**EXCERPT TO READ**.

┄┄┄┄┄┄┄┄┄┄

Every week we take a look at what is trending in the accountancy and tax press and share items that we think will interest you. However, these are only outlines and where they relate to tax planning should not be acted upon without looking into the them more completely as everyone’s circumstances are particular to them. You need to take specific advice appropriate to your own circumstances. While every effort is made to deliver accurate, informative and balanced articles this content is general in nature and should not be used as the basis for making decisions without seeking further advice and guidance.
We all know that they are coming. It just depends on what they will be called. One way or another the Government needs cash, and it is going to come from you and me.
This time it is dressed up to look like it is all for the health service, the Health and Social Care Levy.
All rates of national insurance contributions as well as the income tax on dividends will increase by 1.25 percentage points from 6 April 2022. In 2023 this increase will be rebranded as the “health and social care levy” and identified separately on payslips etc.
NIC rates will revert to their previous levels from April 2023, but the monetary effect for each taxpayer will be the same. Only the names of the taxes are changed. This new levy will apply irrespective of age. So older workers will also pay it.
Self-employed individuals who are over the state pension age on 6 April 2023, will pay the health and social care tax at 1.25% on profits over £9,568 per year.
This is a good time for the Government to introduce this levy because 2022/23 is the transitional year with the change in tax basis periods, when it is likely that a lot of sole traders and partners will be taxed on more than 12 months profits and HMRC will get a windfall of Levy on these extra profits.
Employees currently don’t pay primary class 1 NIC when they reach state pension age, but employers do pay secondary class 1 NIC on the salary of these older workers, unless they fall under one of the exemptions. Any employees over state pension age will now have to pay the health and social care tax at 1.25% on all of their earnings above £9,568 per year from 6 April 2023.
The rates of income tax on dividends received will increase by the Levy but dividends received on investments held within ISAs are not subject to the dividend tax and so will not suffer the Levy.
We will have to wait and see if the Levy is to be added to the rate of tax currently charged on overdrawn director’s loan accounts
Budget Day 27 October
The Chancellor has confirmed that government spending plans will be outlined at the Spending Review on 27 October alongside a second 2021 Budget
The three-year review will set government departments’ resource and capital budgets for 2022-23 to 2024-25 and the devolved administrations’ block grants for the same period.
Chancellor Rishi Sunak said: ‘At the Spending Review later this year, I will set out how we will continue to invest in public services and drive growth while keeping the public finances on a sustainable path.’
Core day-to-day departmental spending will follow the path set out at spring Budget 2021, with the addition of the net revenue raised by the new Health and Social Care Levy and the increase to dividend tax rates. The government will make available around an additional £12bn per year for health and social care on average over the next three years.
What Makes You Scottish?
The Scottish parliament has the power to set income tax rates on non-savings and non-dividend income. Scottish rates only diverged from the rates applicable in the rest of the UK from 2018–19.
For the majority of taxpayers, Scottish taxpayer status will be straightforward to determine – it will simply depend on where you live.

┄┄┄┄┄┄┄┄┄┄

**RECORD EXTRACTS**.
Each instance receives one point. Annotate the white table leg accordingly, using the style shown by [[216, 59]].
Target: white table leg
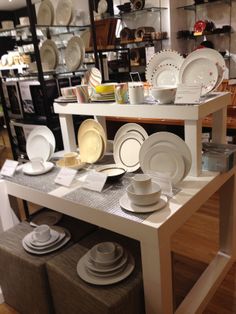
[[68, 133], [157, 276], [219, 126], [193, 138]]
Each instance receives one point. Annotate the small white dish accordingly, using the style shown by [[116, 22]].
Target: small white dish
[[126, 204], [101, 281], [146, 199], [28, 169]]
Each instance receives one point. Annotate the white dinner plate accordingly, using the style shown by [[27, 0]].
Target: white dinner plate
[[91, 146], [47, 133], [63, 12], [74, 53], [90, 124], [92, 77], [165, 160], [130, 127], [49, 54], [90, 278], [126, 151], [45, 14], [126, 204], [163, 57], [51, 248], [27, 168], [165, 74], [212, 55], [37, 146], [201, 71], [171, 140]]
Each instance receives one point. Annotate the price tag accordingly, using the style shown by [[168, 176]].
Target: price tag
[[9, 168], [188, 94], [65, 176], [95, 181]]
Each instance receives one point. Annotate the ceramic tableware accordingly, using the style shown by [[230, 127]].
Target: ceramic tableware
[[42, 233], [142, 183], [149, 197], [82, 93], [136, 93], [164, 94], [121, 93]]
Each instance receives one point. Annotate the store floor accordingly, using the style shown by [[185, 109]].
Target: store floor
[[193, 247]]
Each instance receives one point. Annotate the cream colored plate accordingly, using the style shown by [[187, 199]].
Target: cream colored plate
[[64, 12], [74, 53], [48, 53], [45, 15], [78, 164], [91, 146], [90, 124]]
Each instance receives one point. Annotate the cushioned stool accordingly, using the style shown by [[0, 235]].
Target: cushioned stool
[[23, 276], [72, 295]]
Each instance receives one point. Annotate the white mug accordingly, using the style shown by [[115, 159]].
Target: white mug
[[136, 93]]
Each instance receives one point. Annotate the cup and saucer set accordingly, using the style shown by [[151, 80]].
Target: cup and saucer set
[[44, 239], [143, 195], [105, 263]]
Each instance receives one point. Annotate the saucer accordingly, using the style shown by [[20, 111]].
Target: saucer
[[109, 268], [103, 264], [78, 164], [102, 281], [50, 249], [27, 168], [126, 204]]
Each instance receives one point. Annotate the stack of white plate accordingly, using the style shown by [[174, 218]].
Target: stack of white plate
[[59, 237], [92, 141], [167, 154], [203, 67], [99, 270], [45, 13], [40, 146], [163, 68], [49, 54], [127, 144], [74, 53]]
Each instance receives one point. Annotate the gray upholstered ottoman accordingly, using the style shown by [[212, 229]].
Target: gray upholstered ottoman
[[72, 295], [23, 276]]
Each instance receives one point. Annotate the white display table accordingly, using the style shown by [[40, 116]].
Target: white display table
[[154, 231], [192, 115]]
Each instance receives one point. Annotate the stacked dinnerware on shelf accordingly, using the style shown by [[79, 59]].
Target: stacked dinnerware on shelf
[[204, 67], [92, 141]]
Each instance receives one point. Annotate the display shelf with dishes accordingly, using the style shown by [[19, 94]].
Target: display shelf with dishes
[[206, 28]]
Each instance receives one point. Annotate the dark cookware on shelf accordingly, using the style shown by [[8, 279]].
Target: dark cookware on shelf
[[126, 7], [138, 4]]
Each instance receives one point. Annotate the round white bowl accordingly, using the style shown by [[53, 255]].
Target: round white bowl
[[164, 94], [146, 199]]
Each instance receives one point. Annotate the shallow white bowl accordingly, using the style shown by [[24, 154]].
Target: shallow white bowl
[[144, 199], [164, 94]]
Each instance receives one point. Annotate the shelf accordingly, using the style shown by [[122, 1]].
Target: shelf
[[145, 10], [54, 30], [192, 7]]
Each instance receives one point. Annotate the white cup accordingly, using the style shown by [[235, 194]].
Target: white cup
[[136, 93], [42, 233], [142, 183], [37, 164], [104, 252]]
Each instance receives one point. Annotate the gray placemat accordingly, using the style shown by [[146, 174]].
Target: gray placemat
[[44, 182], [107, 200]]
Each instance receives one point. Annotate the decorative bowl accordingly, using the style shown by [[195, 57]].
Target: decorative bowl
[[164, 94], [146, 199]]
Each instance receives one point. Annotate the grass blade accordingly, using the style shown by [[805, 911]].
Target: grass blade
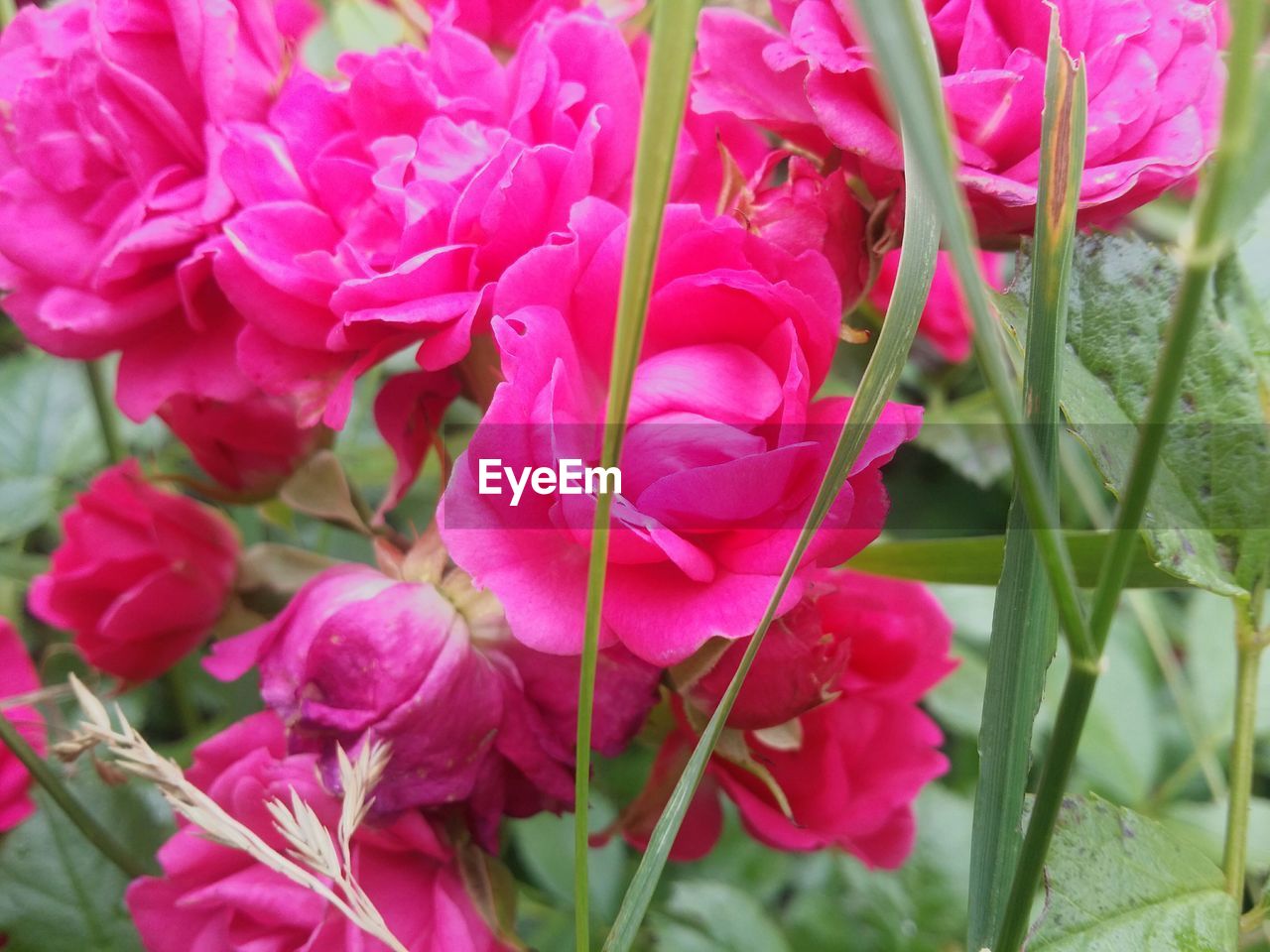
[[912, 286], [1203, 246], [979, 560], [901, 40], [1025, 619], [675, 27]]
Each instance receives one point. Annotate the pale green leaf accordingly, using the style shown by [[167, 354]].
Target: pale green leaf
[[58, 893], [715, 916], [1207, 516], [1119, 881]]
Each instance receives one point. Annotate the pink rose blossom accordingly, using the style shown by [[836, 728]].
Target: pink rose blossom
[[810, 211], [109, 184], [214, 897], [947, 317], [498, 22], [1155, 80], [725, 447], [408, 411], [17, 676], [141, 575], [381, 211], [849, 769], [472, 717], [250, 445]]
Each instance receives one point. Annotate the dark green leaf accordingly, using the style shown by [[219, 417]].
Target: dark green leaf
[[1119, 881], [966, 434], [48, 433], [1207, 517], [58, 893], [26, 504], [715, 916]]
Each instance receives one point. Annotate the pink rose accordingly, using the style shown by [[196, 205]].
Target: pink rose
[[808, 211], [250, 445], [947, 317], [141, 575], [109, 181], [497, 22], [725, 447], [848, 769], [1155, 80], [17, 676], [216, 897], [472, 717], [408, 412], [379, 212]]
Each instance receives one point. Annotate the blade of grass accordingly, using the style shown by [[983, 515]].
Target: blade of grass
[[86, 824], [901, 40], [1203, 248], [979, 560], [105, 417], [675, 27], [1025, 619], [879, 380]]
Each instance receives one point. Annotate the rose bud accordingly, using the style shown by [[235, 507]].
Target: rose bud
[[249, 445], [141, 575], [221, 898], [842, 774], [1155, 75], [430, 665], [17, 676]]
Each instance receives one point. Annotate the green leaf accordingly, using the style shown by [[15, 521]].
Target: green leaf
[[978, 560], [715, 916], [1205, 825], [26, 504], [1209, 662], [966, 434], [1119, 881], [675, 30], [544, 847], [1252, 180], [48, 434], [881, 375], [1121, 748], [1207, 513], [58, 893], [919, 907], [320, 489], [1025, 617]]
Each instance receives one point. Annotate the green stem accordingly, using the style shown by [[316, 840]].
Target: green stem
[[1203, 250], [898, 32], [105, 416], [1084, 481], [1242, 751], [674, 40], [93, 832], [912, 287], [1025, 617], [1074, 708]]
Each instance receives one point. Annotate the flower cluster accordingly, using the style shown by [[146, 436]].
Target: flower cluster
[[254, 239]]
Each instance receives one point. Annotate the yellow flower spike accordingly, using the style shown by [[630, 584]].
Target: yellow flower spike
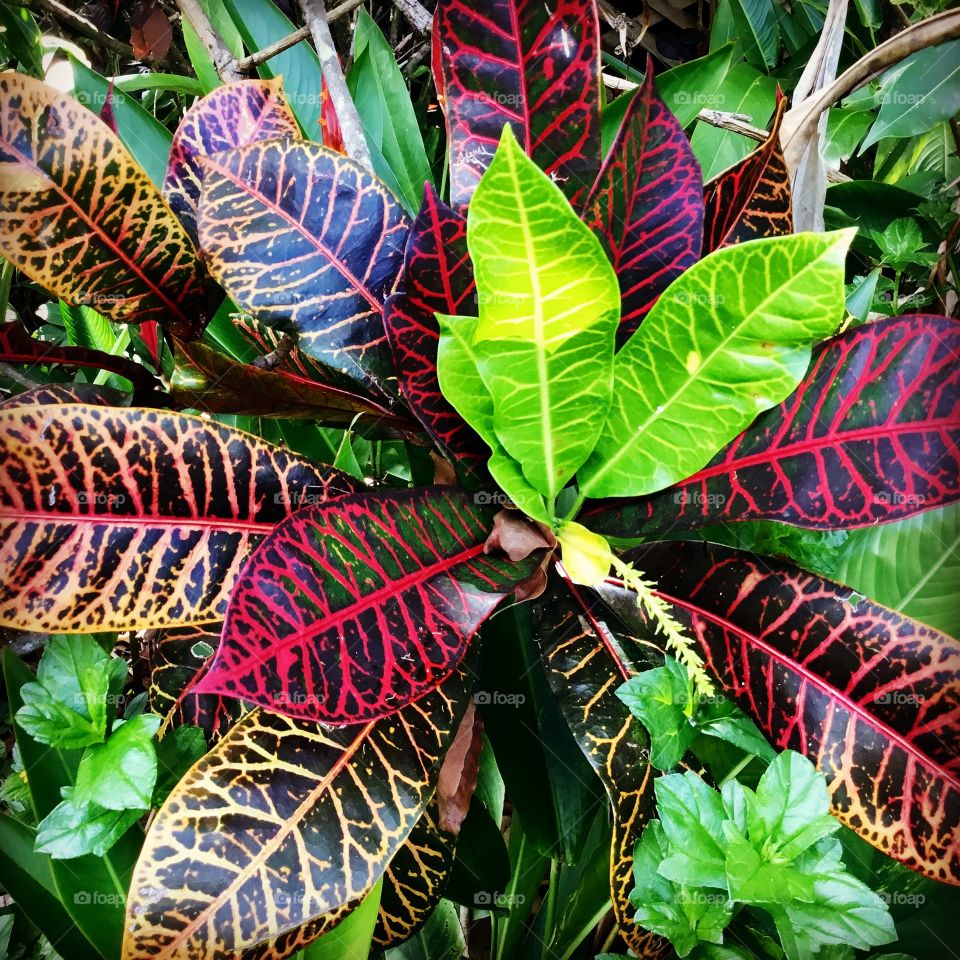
[[587, 558]]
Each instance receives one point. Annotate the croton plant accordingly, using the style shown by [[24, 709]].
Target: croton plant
[[598, 351]]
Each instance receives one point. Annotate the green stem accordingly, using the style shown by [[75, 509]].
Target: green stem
[[117, 350], [738, 769], [550, 909], [6, 281]]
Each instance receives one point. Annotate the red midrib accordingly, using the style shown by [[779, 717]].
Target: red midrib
[[102, 519], [818, 443], [851, 705], [335, 261], [349, 612]]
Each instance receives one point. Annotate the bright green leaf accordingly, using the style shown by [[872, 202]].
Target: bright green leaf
[[120, 774], [919, 93], [912, 566], [728, 339], [72, 830], [660, 699], [549, 306], [687, 916], [756, 22], [840, 910], [462, 386], [67, 705], [692, 816]]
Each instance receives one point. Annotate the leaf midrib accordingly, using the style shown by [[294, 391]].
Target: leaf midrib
[[820, 683], [660, 410]]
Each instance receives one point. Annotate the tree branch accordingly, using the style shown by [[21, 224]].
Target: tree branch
[[353, 137], [80, 25], [246, 64], [220, 54], [799, 121], [420, 18]]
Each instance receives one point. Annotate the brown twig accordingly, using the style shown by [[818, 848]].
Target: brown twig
[[220, 54], [79, 25], [928, 33], [420, 18], [350, 125], [246, 64]]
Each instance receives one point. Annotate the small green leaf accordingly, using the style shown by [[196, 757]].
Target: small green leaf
[[918, 93], [177, 752], [728, 339], [756, 21], [692, 816], [686, 916], [120, 774], [841, 909], [790, 808], [549, 305], [660, 699], [67, 705], [389, 120], [72, 830]]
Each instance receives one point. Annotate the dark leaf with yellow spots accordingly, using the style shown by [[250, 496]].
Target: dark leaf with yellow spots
[[114, 518], [586, 663], [81, 218], [282, 828], [309, 243]]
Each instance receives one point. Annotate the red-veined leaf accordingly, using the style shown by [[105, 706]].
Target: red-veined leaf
[[872, 434], [205, 379], [586, 663], [17, 346], [534, 64], [119, 519], [437, 278], [283, 827], [752, 199], [232, 116], [872, 697], [178, 658], [320, 249], [60, 393], [81, 218], [647, 204], [347, 612]]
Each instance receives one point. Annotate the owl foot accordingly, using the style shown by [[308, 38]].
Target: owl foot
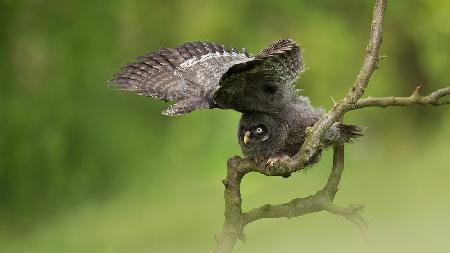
[[275, 159]]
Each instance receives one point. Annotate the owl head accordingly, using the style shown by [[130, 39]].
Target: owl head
[[261, 134]]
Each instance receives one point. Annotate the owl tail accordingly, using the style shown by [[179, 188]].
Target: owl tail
[[342, 133]]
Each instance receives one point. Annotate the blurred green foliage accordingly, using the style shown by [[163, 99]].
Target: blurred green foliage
[[84, 168]]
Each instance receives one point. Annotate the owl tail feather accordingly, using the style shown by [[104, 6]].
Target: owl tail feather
[[348, 133]]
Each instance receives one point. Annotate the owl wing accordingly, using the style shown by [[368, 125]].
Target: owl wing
[[188, 75], [264, 83]]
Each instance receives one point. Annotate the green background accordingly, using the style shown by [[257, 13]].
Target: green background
[[85, 168]]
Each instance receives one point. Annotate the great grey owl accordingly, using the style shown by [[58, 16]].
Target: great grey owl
[[199, 75]]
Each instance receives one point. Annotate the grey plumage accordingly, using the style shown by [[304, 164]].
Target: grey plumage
[[200, 75]]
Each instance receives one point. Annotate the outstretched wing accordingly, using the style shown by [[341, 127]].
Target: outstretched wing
[[263, 84], [189, 74]]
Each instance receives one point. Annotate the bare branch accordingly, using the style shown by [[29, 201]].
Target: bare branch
[[301, 206], [235, 219], [435, 98]]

┄┄┄┄┄┄┄┄┄┄

**INSTRUCTIONS FOR THE TASK**.
Please repeat, word for word, the part of the tax newsletter between "Self-employed individuals who" and "6 April 2023.", inclusive. The records have no connection to the tax newsletter.

**COMPLETE RESPONSE**.
Self-employed individuals who are over the state pension age on 6 April 2023, will pay the health and social care tax at 1.25% on profits over £9,568 per year.
This is a good time for the Government to introduce this levy because 2022/23 is the transitional year with the change in tax basis periods, when it is likely that a lot of sole traders and partners will be taxed on more than 12 months profits and HMRC will get a windfall of Levy on these extra profits.
Employees currently don’t pay primary class 1 NIC when they reach state pension age, but employers do pay secondary class 1 NIC on the salary of these older workers, unless they fall under one of the exemptions. Any employees over state pension age will now have to pay the health and social care tax at 1.25% on all of their earnings above £9,568 per year from 6 April 2023.